▸ **TASK TO COMPLETE**
Rewrite each of the items below, swapping "annotate every instance" for "mark each occurrence" and leaving everything else untouched.

Dataset items on object locations
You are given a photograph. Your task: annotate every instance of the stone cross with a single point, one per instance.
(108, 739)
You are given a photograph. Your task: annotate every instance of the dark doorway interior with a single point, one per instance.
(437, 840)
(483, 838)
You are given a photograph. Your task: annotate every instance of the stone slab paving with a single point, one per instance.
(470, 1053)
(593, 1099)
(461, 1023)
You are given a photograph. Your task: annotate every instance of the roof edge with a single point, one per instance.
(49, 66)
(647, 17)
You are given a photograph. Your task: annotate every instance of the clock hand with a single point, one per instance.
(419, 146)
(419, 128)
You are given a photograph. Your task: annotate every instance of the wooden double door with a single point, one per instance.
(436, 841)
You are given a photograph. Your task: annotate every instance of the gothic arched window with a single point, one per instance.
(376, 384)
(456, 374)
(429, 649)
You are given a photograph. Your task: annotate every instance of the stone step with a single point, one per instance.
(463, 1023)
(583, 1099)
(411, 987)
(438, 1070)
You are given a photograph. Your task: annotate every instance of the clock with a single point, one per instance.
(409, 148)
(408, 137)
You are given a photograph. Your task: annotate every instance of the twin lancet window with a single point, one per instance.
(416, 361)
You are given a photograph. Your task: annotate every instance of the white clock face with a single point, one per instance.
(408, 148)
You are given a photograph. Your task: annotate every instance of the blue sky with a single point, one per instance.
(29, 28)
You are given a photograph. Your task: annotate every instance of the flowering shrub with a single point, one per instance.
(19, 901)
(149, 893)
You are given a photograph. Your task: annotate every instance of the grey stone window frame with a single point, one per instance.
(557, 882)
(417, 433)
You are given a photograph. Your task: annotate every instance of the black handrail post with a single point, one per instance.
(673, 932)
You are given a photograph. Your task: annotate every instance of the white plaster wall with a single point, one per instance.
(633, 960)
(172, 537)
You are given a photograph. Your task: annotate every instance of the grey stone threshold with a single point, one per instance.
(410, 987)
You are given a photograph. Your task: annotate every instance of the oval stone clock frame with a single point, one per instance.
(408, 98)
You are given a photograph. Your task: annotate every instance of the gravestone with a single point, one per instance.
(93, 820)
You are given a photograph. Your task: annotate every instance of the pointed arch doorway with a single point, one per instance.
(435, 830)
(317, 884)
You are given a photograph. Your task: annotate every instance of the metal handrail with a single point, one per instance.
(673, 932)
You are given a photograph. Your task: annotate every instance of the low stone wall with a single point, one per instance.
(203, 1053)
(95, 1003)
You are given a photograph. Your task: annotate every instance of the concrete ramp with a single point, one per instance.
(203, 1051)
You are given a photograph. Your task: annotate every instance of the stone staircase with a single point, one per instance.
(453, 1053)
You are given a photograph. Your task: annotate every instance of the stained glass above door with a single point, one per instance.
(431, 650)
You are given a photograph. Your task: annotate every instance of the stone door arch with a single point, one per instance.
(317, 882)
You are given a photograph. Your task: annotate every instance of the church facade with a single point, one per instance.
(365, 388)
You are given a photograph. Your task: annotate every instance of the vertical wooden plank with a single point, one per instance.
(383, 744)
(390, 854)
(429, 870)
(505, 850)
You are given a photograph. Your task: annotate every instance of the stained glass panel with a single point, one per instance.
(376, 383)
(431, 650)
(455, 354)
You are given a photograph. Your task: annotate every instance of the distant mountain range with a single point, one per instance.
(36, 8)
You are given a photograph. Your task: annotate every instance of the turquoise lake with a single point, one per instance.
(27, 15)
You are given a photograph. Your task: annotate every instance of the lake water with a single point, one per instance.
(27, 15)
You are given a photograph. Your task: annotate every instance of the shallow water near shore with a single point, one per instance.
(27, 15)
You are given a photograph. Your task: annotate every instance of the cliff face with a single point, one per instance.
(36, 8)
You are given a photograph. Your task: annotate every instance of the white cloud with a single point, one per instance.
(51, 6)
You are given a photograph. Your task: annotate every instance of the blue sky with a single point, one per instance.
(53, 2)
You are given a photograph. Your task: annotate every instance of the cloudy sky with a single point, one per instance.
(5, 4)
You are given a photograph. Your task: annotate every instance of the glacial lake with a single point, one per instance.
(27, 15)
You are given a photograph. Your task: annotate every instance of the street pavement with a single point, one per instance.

▸ **OUTPUT FOR THIS TASK**
You are given a photograph. Your task: mark each occurrence of the stone cross with a single point, one per instance.
(108, 739)
You are given a photograph. Your task: mark each occurrence of the dark doorway interior with a single point, one per instance.
(437, 840)
(483, 838)
You are given a photograph. Your task: mark each occurrence of the stone slab paving with a single point, one per instance.
(470, 1053)
(593, 1099)
(461, 1023)
You are given a photograph. Your task: mark each occurrence of the roof edge with a single point, one per instance.
(49, 66)
(647, 17)
You are given a photograph. Your task: mark each occurrence of the clock hand with a single point, one per instance.
(419, 146)
(419, 128)
You are given a photograph. Your task: mark each occurrence of the wooden double door with a single point, one per instance.
(436, 841)
You are given a photograph. Your task: mark each occurrence of the gothic arched window with a single point, one per instance.
(376, 384)
(456, 374)
(429, 649)
You are given a photograph. Your task: mark each occurrence of the stone step with a single point, one per instance.
(463, 1023)
(583, 1099)
(411, 987)
(438, 1070)
You are given a photograph. Your task: mark each occurrence of the clock with a single point, one per instance.
(409, 148)
(408, 137)
You are given a photograph. Your task: mark each occurrence of the twin lancet window with a single point, one per instance.
(416, 361)
You are given a photograph. Your task: mark each occurrence of the white clock face with a single point, one per instance.
(408, 148)
You are given a photograph. Your task: mark each occurrence of the blue sky with a single point, one per instance.
(29, 28)
You are given a photograph. Your task: mark each occurrence of the flowering shrub with a single point, one per instance.
(19, 901)
(149, 893)
You are given a photograph. Your task: mark each occurrence of the grey stone window frame with a single point, one per instance.
(557, 882)
(417, 433)
You are given a photograph. Your task: mark each occurrence of the black handrail post with a single point, one per instance.
(673, 932)
You are given a photograph. Your task: mark each occurrence of the white plaster wall with a single point, one per instance.
(633, 960)
(172, 537)
You are given a photograph. Your task: mark each occurrence of the grey stone threshold with a single point, one per instance.
(410, 987)
You are given a photograph. Your task: mark each occurrence of the oval stone clock frame with a single point, one per instance.
(408, 98)
You are given a photograph. Your task: mark each occurrence of the gravestone with a single point, one per instance.
(93, 820)
You are given a photograph. Your task: mark each occurrence of the pointed arch doorway with a single point, one per instance.
(435, 830)
(317, 884)
You are given a photograph. Your task: mark each occurrence of the metal handrail with a single point, one per instance.
(673, 932)
You are given a photograph. Your task: mark each occurrence of the low stone wall with a single point, one per instance.
(203, 1053)
(95, 1003)
You are given a photograph. Your task: mark each occurrence of the concrete ramp with a single point, one per instance.
(203, 1051)
You are given a photograph. Your task: mark each occurrence of the stone staircase with a single point, one per instance.
(453, 1053)
You are given a photograph. Your task: mark each occurrence of the stained glass above door with a single point, one per instance.
(431, 650)
You are given a photograph. Your task: mark each occurrence of the stone door arch with a single point, one per instance.
(317, 882)
You are given a photograph. Your task: mark each occurrence of the church facade with a single point, one per instance.
(365, 388)
You are given a photograph. Your task: mark each occurrence of the vertical wooden plank with a single point, one per instance.
(383, 744)
(390, 854)
(429, 870)
(505, 850)
You are given a photograph. Your task: mark each occurrence of the stained glass panel with a single point, one per instance.
(376, 383)
(431, 650)
(455, 354)
You are given a photograph. Your task: mark each occurrence of the distant mountain range with a single point, one per instance.
(36, 8)
You are given a photograph. Your task: mark each occurrence of the turquoise lake with a single point, one per instance.
(27, 15)
You are given a photograph. Your task: mark each occurrence of the lake water with a single point, one per instance.
(27, 15)
You are given a photograph. Your task: mark each occurrence of the shallow water near shore with a single point, one per instance.
(27, 15)
You are given a photograph. Your task: mark each occurrence of the cliff face with a single point, one per instance.
(36, 8)
You are given a photograph. Your task: mark each occurrence of the white cloud with a single point, one per instance.
(51, 6)
You are given a photograph. Your task: mark each occurrence of the blue sky with a single point, one per instance.
(53, 2)
You are given a photograph. Your task: mark each occurrence of the cloudy sky with a single point, one per instance.
(5, 4)
You are given a photograph. Your task: mark each occurrence of the glacial lake with a single point, one per instance.
(27, 15)
You are given a photograph. Your task: mark each occurrence of the street pavement with a single point, one per instance.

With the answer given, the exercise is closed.